| Texto |
-*-

CUIDADO CON LA BRECHA ENTRE RICOS Y POBRES QUE CADA VEZ SE AMPLIA MAS


¿Qué opina Anthony Atkinson, sobre la inequidad de la distribución de ingresos y cómo solucionar este problema?

El aumento de los ingresos elevados (y el estancamiento de los bajos) es en parte el resultado de tendencias como la globalización o el cambio tecnológico.

Los libros contemporáneos sobre la inequidad de la distribución de ingresos se dividen en antes y después de la publicación de “El capital en el siglo XXI”, de Thomas Piketty, cuya edición en francés salió en agosto del 2013 y, siete meses después, su traducción al inglés causó revuelo y se convirtió en un best seller internacional. El estudio logró enfocar la atención y generar debate sobre la creciente riqueza e inequidad, y hasta ofreció un posible remedio: un impuesto global sobre el patrimonio.

Ahora es el turno del economista británico Anthony Atkinson, quien acaba de publicar “Inequality: What Can Be Done?”. Además de haber trabajado por más de cuatro décadas en la investigación de la inequidad y la pobreza y construyó con él una base de datos histórica sobre altos ingresos.

Atkinson es más radical que Piketty: propone gravar con fuertes impuestos a los ricos, quienes, estima, han tenido una tributación muy flexible durante la última generación. Pero eso no es todo, pues también piensa que el gobierno debe entrometerse en todo tipo de mercados para influenciar la distribución de las recompensas económicas.

-*-

| Bloque de datos |

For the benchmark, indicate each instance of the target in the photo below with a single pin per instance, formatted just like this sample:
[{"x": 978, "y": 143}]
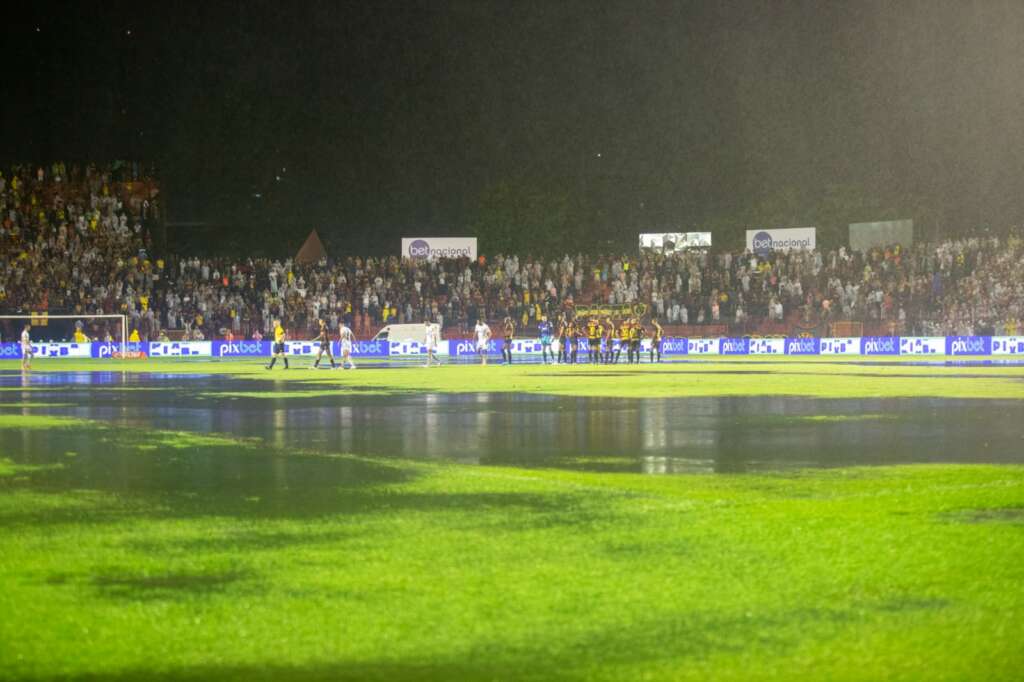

-*-

| La tarea |
Responde a estas preguntas con datos del texto sobre la brecha entre ricos y pobres:
(a) ¿En qué mes y año salió la edición en francés de "El capital en el siglo XXI"?
(b) ¿Qué posible remedio ofreció el estudio de Thomas Piketty?
(c) ¿Qué propone Anthony Atkinson respecto a los ricos?

| Tarea resuelta |
(a) En agosto del 2013.
(b) Un impuesto global sobre el patrimonio.
(c) Gravarlos con fuertes impuestos.